— Start Listed entries —
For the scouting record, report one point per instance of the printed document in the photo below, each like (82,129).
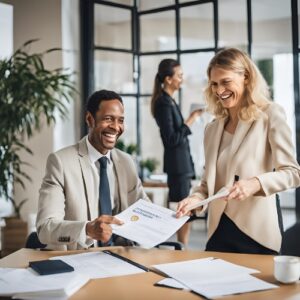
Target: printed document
(148,224)
(213,278)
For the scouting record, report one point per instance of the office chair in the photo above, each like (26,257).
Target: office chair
(33,242)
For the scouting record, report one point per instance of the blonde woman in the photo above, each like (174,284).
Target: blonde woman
(249,137)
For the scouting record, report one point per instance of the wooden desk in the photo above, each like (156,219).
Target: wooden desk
(140,286)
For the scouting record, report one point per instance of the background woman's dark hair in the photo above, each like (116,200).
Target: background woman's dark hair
(165,68)
(97,97)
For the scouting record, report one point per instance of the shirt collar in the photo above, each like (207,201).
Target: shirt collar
(94,154)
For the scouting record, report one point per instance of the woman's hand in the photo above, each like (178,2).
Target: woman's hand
(183,206)
(243,189)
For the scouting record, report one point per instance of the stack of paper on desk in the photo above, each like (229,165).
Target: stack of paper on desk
(26,284)
(148,224)
(213,278)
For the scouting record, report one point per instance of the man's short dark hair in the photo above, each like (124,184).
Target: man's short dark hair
(97,97)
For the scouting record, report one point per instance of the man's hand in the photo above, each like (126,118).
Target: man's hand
(100,229)
(183,207)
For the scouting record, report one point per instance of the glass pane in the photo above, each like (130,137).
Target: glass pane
(126,2)
(113,71)
(233,31)
(112,27)
(196,26)
(272,31)
(151,144)
(298,23)
(158,31)
(146,4)
(149,66)
(194,73)
(129,135)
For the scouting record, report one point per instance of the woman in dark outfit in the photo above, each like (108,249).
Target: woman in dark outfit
(174,131)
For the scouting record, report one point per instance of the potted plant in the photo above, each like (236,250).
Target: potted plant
(28,91)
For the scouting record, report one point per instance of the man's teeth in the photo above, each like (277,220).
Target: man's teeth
(110,135)
(225,97)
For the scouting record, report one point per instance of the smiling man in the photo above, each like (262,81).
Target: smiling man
(75,211)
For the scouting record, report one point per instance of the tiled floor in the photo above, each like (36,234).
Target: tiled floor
(199,232)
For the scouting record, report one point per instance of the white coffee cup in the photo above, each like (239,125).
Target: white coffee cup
(286,268)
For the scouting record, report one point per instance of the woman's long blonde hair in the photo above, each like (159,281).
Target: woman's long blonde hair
(256,94)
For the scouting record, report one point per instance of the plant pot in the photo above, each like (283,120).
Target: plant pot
(13,235)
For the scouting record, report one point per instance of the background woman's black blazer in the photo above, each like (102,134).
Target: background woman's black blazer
(173,131)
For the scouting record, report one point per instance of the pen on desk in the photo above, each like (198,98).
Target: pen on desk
(126,259)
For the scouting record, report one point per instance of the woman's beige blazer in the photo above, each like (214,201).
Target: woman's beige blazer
(257,149)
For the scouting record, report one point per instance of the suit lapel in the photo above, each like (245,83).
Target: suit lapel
(213,144)
(238,138)
(86,173)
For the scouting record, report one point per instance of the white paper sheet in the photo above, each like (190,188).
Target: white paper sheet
(214,277)
(172,283)
(148,224)
(26,284)
(99,265)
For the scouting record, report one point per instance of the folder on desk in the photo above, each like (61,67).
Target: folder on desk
(26,284)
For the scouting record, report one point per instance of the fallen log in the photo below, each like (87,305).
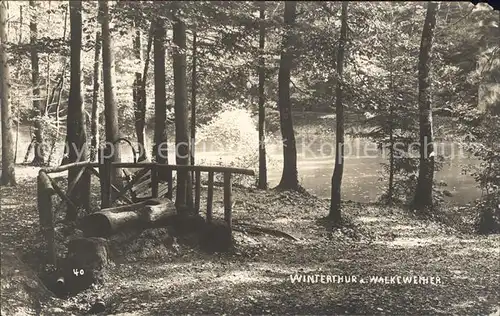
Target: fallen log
(140,215)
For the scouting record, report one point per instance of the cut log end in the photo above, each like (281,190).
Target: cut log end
(216,237)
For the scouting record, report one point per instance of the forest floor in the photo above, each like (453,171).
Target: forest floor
(255,278)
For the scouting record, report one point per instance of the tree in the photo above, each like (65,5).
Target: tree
(139,94)
(76,132)
(289,177)
(8,169)
(38,107)
(182,147)
(160,151)
(423,193)
(94,117)
(335,211)
(262,99)
(110,106)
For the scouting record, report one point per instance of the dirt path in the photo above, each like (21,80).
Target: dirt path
(256,279)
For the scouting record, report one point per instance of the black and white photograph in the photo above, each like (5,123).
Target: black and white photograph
(249,158)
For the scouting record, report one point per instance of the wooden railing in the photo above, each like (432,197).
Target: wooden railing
(48,188)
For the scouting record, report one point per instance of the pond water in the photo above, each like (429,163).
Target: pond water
(362,171)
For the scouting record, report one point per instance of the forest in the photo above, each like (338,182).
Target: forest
(250,157)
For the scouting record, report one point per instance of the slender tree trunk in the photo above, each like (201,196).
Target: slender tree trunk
(8,164)
(193,95)
(17,75)
(139,95)
(94,119)
(59,95)
(423,194)
(335,209)
(181,109)
(289,178)
(262,99)
(391,118)
(76,132)
(160,150)
(110,107)
(38,106)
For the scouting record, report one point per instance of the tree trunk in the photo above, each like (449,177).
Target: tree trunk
(139,97)
(76,132)
(94,119)
(423,194)
(262,110)
(8,163)
(59,94)
(391,118)
(335,209)
(38,107)
(160,151)
(289,178)
(181,113)
(110,106)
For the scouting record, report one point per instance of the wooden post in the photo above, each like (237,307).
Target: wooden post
(46,192)
(210,195)
(227,198)
(105,175)
(154,180)
(197,191)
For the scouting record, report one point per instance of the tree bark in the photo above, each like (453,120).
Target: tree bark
(180,104)
(335,208)
(139,97)
(423,193)
(8,163)
(262,110)
(160,151)
(38,107)
(76,132)
(289,177)
(110,107)
(94,119)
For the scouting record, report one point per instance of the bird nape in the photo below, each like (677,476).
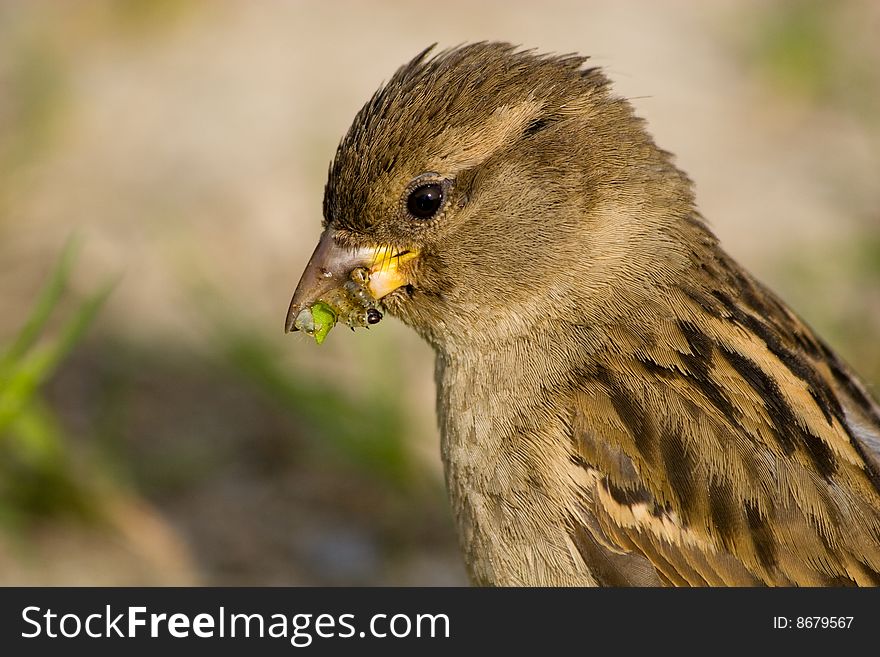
— End Listed entries —
_Directions for this task:_ Extract every line in the rows above that contains the string "office". The match is case-sensitive.

_Full output:_
For the scouting record, report one point per instance of the office chair in the photo above, each like (26,257).
Target: office chair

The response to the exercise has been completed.